▶ Your instructions: Can you extract every row below and reproduce each one character for character?
####################
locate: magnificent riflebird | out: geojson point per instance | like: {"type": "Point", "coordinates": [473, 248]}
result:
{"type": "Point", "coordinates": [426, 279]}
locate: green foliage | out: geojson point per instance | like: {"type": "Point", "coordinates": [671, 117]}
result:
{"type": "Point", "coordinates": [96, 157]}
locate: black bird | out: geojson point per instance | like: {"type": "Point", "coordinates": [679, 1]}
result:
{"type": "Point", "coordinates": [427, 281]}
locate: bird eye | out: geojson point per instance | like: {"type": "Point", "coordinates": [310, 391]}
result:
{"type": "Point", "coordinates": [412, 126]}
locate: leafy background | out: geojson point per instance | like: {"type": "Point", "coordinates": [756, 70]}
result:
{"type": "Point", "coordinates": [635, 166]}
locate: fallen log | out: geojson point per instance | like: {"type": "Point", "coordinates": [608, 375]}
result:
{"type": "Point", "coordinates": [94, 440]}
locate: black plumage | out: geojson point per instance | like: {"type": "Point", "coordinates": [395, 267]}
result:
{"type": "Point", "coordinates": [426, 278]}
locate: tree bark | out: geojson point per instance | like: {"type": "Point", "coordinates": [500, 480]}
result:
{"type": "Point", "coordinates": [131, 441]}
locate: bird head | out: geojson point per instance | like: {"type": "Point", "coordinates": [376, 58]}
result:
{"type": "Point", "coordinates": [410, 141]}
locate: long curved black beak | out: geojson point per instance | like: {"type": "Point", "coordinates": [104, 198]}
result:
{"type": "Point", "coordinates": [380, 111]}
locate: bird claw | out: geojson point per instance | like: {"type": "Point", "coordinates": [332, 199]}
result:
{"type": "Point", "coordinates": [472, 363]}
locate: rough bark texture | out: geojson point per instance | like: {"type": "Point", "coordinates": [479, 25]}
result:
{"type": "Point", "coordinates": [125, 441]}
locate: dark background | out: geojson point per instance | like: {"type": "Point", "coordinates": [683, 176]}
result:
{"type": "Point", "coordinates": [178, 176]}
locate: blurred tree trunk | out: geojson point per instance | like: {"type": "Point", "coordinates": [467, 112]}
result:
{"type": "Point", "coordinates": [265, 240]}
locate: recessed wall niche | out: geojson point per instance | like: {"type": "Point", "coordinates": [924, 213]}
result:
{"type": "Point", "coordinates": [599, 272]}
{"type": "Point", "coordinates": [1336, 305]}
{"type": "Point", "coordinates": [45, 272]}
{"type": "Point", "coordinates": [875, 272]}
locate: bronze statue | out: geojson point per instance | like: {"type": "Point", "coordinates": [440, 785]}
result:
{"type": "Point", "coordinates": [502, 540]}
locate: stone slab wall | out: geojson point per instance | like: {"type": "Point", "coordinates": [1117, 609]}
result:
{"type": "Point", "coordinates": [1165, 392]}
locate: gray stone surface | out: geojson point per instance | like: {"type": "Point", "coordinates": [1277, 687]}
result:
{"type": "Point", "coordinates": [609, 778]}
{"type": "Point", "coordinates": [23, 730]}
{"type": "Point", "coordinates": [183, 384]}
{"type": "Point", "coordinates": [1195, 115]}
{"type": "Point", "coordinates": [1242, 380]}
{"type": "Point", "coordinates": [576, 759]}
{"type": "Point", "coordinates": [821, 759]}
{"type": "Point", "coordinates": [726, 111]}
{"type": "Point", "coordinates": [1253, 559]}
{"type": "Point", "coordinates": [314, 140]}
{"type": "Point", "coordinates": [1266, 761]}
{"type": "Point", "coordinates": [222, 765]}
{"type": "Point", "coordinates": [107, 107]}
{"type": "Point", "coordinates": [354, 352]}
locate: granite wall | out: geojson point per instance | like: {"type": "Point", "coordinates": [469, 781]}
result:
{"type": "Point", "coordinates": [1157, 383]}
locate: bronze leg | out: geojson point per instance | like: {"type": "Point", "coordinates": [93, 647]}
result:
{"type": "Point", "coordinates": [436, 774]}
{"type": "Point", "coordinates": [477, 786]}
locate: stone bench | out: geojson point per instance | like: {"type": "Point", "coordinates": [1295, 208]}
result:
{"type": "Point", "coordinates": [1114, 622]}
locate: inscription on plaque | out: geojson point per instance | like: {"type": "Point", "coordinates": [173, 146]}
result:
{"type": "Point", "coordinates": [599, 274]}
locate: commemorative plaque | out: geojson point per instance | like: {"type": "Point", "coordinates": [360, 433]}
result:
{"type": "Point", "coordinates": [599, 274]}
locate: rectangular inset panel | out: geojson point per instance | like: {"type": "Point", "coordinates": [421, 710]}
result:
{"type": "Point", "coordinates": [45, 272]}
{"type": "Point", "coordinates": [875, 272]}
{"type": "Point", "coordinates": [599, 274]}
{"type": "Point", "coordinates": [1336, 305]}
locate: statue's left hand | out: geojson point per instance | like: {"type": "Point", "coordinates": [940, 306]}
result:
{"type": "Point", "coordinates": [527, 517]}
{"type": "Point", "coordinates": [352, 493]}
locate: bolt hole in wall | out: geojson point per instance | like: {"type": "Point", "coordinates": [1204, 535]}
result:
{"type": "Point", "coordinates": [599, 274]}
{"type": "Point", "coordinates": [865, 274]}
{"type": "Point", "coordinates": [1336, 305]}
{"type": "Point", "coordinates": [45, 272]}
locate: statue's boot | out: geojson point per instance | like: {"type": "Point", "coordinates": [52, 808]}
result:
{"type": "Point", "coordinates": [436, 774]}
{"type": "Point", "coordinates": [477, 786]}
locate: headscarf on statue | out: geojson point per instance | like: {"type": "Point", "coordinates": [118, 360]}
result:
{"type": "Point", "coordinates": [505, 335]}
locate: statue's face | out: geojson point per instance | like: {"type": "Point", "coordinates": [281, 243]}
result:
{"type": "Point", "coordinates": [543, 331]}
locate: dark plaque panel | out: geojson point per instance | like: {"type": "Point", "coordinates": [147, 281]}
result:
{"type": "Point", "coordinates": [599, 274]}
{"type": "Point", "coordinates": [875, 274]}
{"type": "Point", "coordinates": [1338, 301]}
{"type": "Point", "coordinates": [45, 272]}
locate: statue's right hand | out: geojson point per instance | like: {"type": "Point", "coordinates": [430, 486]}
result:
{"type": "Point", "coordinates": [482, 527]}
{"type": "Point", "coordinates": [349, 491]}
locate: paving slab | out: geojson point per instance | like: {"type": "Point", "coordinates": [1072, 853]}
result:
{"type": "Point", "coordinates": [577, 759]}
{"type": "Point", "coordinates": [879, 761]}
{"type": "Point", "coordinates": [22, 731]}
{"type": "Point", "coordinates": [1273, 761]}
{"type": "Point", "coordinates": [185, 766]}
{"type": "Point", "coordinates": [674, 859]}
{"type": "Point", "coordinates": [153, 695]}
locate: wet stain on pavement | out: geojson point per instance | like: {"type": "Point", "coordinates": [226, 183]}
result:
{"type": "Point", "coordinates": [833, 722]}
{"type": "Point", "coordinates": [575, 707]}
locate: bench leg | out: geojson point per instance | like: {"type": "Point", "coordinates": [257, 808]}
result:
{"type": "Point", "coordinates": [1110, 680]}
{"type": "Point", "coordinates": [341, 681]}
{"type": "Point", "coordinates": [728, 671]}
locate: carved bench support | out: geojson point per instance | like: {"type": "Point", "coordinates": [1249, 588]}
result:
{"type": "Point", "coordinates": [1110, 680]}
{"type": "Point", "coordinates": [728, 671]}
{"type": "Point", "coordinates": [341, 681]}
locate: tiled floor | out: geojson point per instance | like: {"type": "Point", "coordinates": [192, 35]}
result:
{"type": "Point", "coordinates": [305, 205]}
####################
▶ Written response:
locate: magnificent riflebird | out: geojson point per instance | like: {"type": "Point", "coordinates": [473, 248]}
result:
{"type": "Point", "coordinates": [426, 279]}
locate: green foliage | out: geojson point per instance | like: {"type": "Point", "coordinates": [671, 117]}
result:
{"type": "Point", "coordinates": [96, 157]}
locate: black bird | out: geojson point per instance | like: {"type": "Point", "coordinates": [679, 1]}
result:
{"type": "Point", "coordinates": [427, 281]}
locate: bird eye | out: geojson point per instance | like: {"type": "Point", "coordinates": [310, 391]}
result:
{"type": "Point", "coordinates": [412, 126]}
locate: leafy background | out: geojson point per instance | like: {"type": "Point", "coordinates": [756, 70]}
result:
{"type": "Point", "coordinates": [635, 166]}
locate: fallen log | out: geojson point per instance | like: {"type": "Point", "coordinates": [608, 375]}
result:
{"type": "Point", "coordinates": [94, 440]}
locate: black plumage | out: geojson point per instance | like: {"type": "Point", "coordinates": [395, 267]}
result:
{"type": "Point", "coordinates": [426, 278]}
locate: tree bark | out: geojson point per instance | like: {"type": "Point", "coordinates": [500, 480]}
result:
{"type": "Point", "coordinates": [131, 441]}
locate: bird head | out: geojson point per instance | like: {"type": "Point", "coordinates": [376, 58]}
result:
{"type": "Point", "coordinates": [410, 141]}
locate: long curved black beak | out: geojson point per instance | like: {"type": "Point", "coordinates": [104, 198]}
result:
{"type": "Point", "coordinates": [380, 111]}
locate: bird claw | out: geojson point per instance | like: {"type": "Point", "coordinates": [332, 199]}
result:
{"type": "Point", "coordinates": [472, 363]}
locate: rough bark texture | out: geojson point per instance | like: {"type": "Point", "coordinates": [479, 25]}
result:
{"type": "Point", "coordinates": [125, 441]}
locate: dark background | out: geojson point per instance | like: {"type": "Point", "coordinates": [683, 176]}
result:
{"type": "Point", "coordinates": [178, 176]}
locate: blurred tree trunk | out: geojson point per instance | like: {"type": "Point", "coordinates": [467, 112]}
result:
{"type": "Point", "coordinates": [265, 240]}
locate: recessed wall niche | out: geojson point per instance | like: {"type": "Point", "coordinates": [924, 213]}
result:
{"type": "Point", "coordinates": [599, 272]}
{"type": "Point", "coordinates": [1336, 305]}
{"type": "Point", "coordinates": [45, 272]}
{"type": "Point", "coordinates": [875, 272]}
locate: bronze statue | out: geojson point per instance | like: {"type": "Point", "coordinates": [440, 785]}
result:
{"type": "Point", "coordinates": [502, 540]}
locate: stone slab wall | out: geojson point per instance | like: {"type": "Point", "coordinates": [1117, 609]}
result:
{"type": "Point", "coordinates": [1165, 392]}
locate: gray stone surface | out: geojson point per instance | like: {"type": "Point", "coordinates": [1277, 687]}
result:
{"type": "Point", "coordinates": [609, 778]}
{"type": "Point", "coordinates": [23, 730]}
{"type": "Point", "coordinates": [183, 384]}
{"type": "Point", "coordinates": [1195, 115]}
{"type": "Point", "coordinates": [1242, 380]}
{"type": "Point", "coordinates": [576, 759]}
{"type": "Point", "coordinates": [821, 759]}
{"type": "Point", "coordinates": [726, 111]}
{"type": "Point", "coordinates": [1253, 559]}
{"type": "Point", "coordinates": [314, 140]}
{"type": "Point", "coordinates": [1266, 761]}
{"type": "Point", "coordinates": [222, 765]}
{"type": "Point", "coordinates": [107, 107]}
{"type": "Point", "coordinates": [354, 352]}
locate: granite wall | out: geojson point per instance | like: {"type": "Point", "coordinates": [469, 781]}
result:
{"type": "Point", "coordinates": [1157, 383]}
locate: bronze leg | out: geojson point per instance | like: {"type": "Point", "coordinates": [93, 647]}
result:
{"type": "Point", "coordinates": [436, 774]}
{"type": "Point", "coordinates": [477, 786]}
locate: stone bench | out: geojson point per instance | like: {"type": "Point", "coordinates": [1295, 208]}
result:
{"type": "Point", "coordinates": [1114, 622]}
locate: inscription on plaque | out: geojson point per instance | like: {"type": "Point", "coordinates": [173, 146]}
result:
{"type": "Point", "coordinates": [599, 274]}
locate: commemorative plaque | out: geojson point per instance | like: {"type": "Point", "coordinates": [360, 433]}
result:
{"type": "Point", "coordinates": [599, 274]}
locate: rectangular inset panel | out: geojson point per instance | like: {"type": "Point", "coordinates": [421, 710]}
result:
{"type": "Point", "coordinates": [45, 272]}
{"type": "Point", "coordinates": [875, 272]}
{"type": "Point", "coordinates": [599, 274]}
{"type": "Point", "coordinates": [1336, 305]}
locate: statue's left hand | out: geojson point per instance | like: {"type": "Point", "coordinates": [940, 306]}
result:
{"type": "Point", "coordinates": [527, 517]}
{"type": "Point", "coordinates": [352, 493]}
locate: bolt hole in wall | out: geojson point per instance | like: {"type": "Point", "coordinates": [1204, 535]}
result:
{"type": "Point", "coordinates": [599, 274]}
{"type": "Point", "coordinates": [865, 274]}
{"type": "Point", "coordinates": [1336, 305]}
{"type": "Point", "coordinates": [45, 272]}
locate: statue's boot | out: geojson point per instance | like: {"type": "Point", "coordinates": [52, 808]}
result:
{"type": "Point", "coordinates": [436, 774]}
{"type": "Point", "coordinates": [477, 786]}
locate: headscarf on statue | out: geojson point per instance | like: {"type": "Point", "coordinates": [118, 360]}
result:
{"type": "Point", "coordinates": [505, 335]}
locate: statue's face | out: geojson point per instance | like: {"type": "Point", "coordinates": [281, 243]}
result:
{"type": "Point", "coordinates": [543, 331]}
locate: dark plaque panel | out: geojson point per instance | like: {"type": "Point", "coordinates": [147, 281]}
result:
{"type": "Point", "coordinates": [599, 274]}
{"type": "Point", "coordinates": [875, 274]}
{"type": "Point", "coordinates": [1338, 301]}
{"type": "Point", "coordinates": [45, 272]}
locate: statue's right hand | out: geojson point per instance | like: {"type": "Point", "coordinates": [430, 486]}
result:
{"type": "Point", "coordinates": [482, 527]}
{"type": "Point", "coordinates": [349, 491]}
locate: paving slab | out: geojson point per instance | like: {"type": "Point", "coordinates": [1072, 853]}
result:
{"type": "Point", "coordinates": [577, 759]}
{"type": "Point", "coordinates": [879, 761]}
{"type": "Point", "coordinates": [22, 731]}
{"type": "Point", "coordinates": [1273, 761]}
{"type": "Point", "coordinates": [185, 766]}
{"type": "Point", "coordinates": [674, 859]}
{"type": "Point", "coordinates": [153, 695]}
locate: wet stain on pavement | out: geojson point per instance | like: {"type": "Point", "coordinates": [226, 183]}
result:
{"type": "Point", "coordinates": [833, 722]}
{"type": "Point", "coordinates": [575, 707]}
locate: bench leg | out: geojson point per instance | like: {"type": "Point", "coordinates": [257, 808]}
result:
{"type": "Point", "coordinates": [1110, 680]}
{"type": "Point", "coordinates": [341, 681]}
{"type": "Point", "coordinates": [728, 671]}
locate: carved bench support | out: geojson point per instance | like: {"type": "Point", "coordinates": [1249, 588]}
result:
{"type": "Point", "coordinates": [1110, 680]}
{"type": "Point", "coordinates": [728, 671]}
{"type": "Point", "coordinates": [341, 681]}
locate: tiled floor | out: geojson point per instance | like: {"type": "Point", "coordinates": [192, 35]}
result:
{"type": "Point", "coordinates": [305, 205]}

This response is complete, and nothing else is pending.